WHAT THE TASK REQUIRES →
Find each line of the material below that contains the string "positive" and copy those lines in full.

EXERCISE INPUTS →
——————————

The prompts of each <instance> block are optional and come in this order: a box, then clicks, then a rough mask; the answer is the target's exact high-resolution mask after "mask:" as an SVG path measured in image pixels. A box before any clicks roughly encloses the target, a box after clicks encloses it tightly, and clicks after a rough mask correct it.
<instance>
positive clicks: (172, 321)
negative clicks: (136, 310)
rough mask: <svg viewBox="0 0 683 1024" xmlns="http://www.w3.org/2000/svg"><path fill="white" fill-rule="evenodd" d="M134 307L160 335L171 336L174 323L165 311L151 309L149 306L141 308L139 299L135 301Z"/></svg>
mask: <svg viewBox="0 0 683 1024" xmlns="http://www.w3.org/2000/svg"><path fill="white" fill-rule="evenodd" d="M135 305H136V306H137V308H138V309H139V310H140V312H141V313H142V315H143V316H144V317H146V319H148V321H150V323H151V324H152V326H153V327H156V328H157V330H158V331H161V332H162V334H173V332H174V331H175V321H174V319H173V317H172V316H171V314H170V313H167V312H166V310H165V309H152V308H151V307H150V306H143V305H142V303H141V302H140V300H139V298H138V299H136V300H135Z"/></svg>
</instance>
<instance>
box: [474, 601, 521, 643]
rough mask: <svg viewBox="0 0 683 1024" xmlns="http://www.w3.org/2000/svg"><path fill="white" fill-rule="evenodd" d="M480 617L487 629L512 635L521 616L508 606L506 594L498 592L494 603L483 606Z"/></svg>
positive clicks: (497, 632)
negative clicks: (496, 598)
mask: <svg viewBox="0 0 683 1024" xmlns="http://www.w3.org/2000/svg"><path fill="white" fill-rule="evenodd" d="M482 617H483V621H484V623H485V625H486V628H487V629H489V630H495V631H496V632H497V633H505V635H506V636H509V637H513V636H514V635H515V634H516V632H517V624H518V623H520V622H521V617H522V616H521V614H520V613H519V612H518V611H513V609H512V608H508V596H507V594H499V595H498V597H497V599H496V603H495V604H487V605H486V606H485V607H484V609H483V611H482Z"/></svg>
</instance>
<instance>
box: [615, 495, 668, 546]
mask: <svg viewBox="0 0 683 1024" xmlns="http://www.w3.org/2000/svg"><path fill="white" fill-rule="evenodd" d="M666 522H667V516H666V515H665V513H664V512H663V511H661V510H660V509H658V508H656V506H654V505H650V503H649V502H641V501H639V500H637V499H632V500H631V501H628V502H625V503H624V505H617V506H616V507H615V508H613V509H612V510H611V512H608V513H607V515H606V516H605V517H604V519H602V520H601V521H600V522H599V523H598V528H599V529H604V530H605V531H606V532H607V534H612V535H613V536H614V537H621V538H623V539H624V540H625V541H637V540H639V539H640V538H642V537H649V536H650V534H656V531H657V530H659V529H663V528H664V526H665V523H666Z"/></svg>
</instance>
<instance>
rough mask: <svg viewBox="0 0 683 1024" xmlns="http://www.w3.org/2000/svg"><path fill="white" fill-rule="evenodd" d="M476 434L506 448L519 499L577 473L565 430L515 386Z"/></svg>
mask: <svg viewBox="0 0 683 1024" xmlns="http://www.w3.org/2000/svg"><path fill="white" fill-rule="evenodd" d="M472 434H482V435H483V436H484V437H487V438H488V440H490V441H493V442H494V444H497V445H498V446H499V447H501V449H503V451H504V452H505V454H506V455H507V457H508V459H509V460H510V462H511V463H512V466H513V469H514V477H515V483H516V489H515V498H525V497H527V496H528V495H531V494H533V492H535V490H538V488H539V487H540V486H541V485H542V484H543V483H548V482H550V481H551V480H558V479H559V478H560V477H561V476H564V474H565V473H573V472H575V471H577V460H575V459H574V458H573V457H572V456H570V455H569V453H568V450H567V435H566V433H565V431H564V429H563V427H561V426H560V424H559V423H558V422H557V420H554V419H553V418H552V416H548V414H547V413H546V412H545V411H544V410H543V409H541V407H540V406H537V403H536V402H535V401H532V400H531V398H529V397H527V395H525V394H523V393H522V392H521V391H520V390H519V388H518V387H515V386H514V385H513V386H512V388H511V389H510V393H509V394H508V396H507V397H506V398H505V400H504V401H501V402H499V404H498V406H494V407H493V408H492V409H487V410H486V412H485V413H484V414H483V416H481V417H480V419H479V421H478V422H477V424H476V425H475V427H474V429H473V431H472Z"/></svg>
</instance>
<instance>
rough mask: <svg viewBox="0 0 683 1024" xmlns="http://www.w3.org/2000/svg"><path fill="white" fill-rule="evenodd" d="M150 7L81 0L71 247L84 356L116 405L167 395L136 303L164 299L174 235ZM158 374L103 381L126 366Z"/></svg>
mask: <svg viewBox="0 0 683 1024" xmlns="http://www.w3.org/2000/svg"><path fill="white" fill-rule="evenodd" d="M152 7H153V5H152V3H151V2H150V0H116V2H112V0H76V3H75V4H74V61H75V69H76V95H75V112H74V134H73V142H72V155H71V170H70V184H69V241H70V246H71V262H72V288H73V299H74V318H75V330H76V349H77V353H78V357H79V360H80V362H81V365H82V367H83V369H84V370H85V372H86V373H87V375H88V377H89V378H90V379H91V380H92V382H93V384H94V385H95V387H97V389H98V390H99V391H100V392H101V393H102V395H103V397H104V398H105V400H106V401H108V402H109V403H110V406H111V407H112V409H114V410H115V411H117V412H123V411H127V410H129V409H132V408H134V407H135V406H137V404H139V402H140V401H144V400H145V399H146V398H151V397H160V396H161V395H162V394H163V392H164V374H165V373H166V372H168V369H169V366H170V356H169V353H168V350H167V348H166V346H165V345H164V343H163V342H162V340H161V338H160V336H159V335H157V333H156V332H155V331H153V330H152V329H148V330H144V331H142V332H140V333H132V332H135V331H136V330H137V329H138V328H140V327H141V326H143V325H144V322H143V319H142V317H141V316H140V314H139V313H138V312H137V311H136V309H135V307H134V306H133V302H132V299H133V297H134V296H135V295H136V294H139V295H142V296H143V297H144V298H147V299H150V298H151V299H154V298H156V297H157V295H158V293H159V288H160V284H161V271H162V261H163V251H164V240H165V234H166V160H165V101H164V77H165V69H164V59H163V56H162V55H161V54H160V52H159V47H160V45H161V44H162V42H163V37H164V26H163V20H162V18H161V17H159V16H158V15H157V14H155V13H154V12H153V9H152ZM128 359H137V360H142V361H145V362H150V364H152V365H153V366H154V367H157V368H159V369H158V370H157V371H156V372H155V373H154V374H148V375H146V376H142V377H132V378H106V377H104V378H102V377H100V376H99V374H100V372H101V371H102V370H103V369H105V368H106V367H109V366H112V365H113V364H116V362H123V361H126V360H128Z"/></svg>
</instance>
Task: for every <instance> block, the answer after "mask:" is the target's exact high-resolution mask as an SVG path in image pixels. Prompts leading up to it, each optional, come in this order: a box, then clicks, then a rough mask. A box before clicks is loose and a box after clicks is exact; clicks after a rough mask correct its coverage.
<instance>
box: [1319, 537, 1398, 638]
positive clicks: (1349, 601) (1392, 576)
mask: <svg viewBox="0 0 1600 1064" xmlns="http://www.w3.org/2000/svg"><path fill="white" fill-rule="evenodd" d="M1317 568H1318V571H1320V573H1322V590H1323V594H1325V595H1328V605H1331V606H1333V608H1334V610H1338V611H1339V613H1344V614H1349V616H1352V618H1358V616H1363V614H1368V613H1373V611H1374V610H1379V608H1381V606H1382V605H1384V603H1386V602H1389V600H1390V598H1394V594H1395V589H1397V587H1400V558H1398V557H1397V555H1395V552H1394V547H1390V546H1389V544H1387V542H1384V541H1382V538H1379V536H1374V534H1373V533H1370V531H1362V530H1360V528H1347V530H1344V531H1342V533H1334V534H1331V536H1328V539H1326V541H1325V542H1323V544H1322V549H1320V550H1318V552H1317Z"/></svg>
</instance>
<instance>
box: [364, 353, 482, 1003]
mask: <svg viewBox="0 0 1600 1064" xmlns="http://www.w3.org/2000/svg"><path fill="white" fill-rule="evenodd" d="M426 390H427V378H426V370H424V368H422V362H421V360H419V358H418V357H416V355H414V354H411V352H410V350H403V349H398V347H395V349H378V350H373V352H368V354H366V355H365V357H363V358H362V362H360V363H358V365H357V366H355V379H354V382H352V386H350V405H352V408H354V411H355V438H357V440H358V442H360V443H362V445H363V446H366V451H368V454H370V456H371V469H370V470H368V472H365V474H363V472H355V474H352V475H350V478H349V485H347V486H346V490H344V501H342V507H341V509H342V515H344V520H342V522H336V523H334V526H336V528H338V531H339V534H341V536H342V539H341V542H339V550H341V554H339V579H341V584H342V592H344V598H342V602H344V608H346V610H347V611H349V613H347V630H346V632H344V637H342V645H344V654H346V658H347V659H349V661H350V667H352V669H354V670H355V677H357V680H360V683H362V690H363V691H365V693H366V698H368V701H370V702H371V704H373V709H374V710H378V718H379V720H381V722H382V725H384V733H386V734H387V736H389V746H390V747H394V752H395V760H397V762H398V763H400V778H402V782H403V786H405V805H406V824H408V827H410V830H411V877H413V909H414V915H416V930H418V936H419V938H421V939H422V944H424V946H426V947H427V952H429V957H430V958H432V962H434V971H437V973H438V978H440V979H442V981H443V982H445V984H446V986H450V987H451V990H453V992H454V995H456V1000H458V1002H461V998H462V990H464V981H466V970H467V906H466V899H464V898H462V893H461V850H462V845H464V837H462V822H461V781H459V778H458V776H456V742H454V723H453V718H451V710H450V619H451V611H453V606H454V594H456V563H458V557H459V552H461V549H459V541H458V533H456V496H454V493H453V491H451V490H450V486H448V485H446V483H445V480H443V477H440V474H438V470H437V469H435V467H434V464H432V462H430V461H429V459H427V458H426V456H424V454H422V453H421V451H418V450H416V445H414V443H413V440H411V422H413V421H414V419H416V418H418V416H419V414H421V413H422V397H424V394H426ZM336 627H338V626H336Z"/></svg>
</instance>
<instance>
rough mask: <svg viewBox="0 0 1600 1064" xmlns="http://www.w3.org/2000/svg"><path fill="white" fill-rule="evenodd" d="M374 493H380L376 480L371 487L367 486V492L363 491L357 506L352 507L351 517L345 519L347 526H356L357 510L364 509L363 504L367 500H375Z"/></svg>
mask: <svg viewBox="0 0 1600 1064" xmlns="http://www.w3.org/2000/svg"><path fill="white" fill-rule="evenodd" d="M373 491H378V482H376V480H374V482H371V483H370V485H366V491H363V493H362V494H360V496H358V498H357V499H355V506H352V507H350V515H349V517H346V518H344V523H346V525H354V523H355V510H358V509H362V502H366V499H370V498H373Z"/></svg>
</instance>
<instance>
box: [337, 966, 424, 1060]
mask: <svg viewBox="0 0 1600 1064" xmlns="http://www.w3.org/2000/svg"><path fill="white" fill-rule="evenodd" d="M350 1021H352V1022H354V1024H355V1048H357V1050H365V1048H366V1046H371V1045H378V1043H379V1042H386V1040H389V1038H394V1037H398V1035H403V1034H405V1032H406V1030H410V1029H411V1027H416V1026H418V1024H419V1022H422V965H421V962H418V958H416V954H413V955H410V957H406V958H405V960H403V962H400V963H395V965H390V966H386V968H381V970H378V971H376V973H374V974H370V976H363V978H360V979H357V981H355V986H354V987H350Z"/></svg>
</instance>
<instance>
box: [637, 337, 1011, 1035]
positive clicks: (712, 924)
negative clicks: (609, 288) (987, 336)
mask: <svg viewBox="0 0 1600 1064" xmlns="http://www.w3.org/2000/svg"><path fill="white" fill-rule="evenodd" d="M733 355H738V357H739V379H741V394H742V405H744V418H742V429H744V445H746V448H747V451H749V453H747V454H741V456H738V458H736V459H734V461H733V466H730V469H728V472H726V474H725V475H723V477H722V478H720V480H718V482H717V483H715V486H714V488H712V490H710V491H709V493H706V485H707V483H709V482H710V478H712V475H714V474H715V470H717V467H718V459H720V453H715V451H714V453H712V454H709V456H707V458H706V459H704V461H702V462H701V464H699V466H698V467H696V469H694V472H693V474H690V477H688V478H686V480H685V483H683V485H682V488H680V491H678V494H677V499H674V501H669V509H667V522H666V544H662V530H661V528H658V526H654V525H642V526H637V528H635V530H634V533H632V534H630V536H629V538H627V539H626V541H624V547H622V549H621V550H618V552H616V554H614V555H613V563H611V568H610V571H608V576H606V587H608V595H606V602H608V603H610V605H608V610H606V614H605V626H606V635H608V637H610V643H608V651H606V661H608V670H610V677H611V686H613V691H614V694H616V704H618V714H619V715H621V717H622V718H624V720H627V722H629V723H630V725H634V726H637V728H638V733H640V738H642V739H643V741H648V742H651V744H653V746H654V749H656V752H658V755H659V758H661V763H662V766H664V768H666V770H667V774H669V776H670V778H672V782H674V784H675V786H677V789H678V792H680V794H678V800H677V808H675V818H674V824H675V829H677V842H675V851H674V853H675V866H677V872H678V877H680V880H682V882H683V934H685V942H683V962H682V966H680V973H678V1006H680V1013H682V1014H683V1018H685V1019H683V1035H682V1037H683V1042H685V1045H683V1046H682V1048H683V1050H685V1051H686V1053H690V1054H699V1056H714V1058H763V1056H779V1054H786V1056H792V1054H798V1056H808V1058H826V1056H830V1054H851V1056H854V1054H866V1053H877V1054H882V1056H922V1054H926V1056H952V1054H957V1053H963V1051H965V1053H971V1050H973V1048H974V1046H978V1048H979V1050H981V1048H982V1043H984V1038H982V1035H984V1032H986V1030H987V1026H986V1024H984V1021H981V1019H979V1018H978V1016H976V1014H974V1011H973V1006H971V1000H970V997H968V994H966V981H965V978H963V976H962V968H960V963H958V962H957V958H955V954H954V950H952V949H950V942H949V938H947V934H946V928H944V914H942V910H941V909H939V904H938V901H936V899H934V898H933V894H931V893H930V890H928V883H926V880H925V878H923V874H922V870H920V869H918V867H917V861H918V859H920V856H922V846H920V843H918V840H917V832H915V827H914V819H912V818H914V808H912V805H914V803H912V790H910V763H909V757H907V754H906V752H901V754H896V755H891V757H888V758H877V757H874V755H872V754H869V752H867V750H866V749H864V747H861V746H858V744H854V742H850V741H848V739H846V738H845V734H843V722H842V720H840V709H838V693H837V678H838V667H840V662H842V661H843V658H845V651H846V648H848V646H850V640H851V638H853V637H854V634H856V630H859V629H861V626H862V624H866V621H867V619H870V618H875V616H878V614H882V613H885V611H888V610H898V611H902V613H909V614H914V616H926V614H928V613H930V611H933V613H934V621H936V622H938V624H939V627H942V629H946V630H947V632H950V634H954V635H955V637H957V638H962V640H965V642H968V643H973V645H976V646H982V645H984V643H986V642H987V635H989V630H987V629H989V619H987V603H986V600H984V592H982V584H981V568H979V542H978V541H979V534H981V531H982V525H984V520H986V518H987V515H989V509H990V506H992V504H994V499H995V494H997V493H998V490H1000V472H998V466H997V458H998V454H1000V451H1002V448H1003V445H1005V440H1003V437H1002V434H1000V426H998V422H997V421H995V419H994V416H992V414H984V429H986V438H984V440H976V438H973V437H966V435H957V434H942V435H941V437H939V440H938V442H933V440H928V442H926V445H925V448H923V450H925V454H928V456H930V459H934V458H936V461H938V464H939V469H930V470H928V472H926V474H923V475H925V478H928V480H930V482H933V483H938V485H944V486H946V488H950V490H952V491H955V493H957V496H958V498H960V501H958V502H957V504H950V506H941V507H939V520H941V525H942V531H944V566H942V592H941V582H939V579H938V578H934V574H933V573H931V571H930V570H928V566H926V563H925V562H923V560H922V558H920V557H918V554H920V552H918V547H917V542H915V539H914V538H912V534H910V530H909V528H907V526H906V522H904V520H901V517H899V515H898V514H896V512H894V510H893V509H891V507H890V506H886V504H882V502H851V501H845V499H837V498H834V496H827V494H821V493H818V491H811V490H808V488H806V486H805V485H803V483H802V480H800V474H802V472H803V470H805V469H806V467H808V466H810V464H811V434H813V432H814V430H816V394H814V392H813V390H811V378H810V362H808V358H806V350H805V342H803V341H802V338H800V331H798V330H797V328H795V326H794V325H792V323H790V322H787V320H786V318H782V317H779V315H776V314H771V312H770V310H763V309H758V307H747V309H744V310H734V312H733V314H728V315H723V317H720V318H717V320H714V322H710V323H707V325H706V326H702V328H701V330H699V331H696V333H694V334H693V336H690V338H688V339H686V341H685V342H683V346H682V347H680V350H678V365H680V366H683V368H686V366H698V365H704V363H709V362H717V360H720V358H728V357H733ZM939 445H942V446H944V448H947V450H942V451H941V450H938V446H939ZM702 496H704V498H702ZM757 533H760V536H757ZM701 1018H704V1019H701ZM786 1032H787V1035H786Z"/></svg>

——————————

RESPONSE BELOW →
positive clicks: (172, 321)
positive clicks: (497, 632)
positive clicks: (1349, 601) (1392, 576)
positive clicks: (712, 924)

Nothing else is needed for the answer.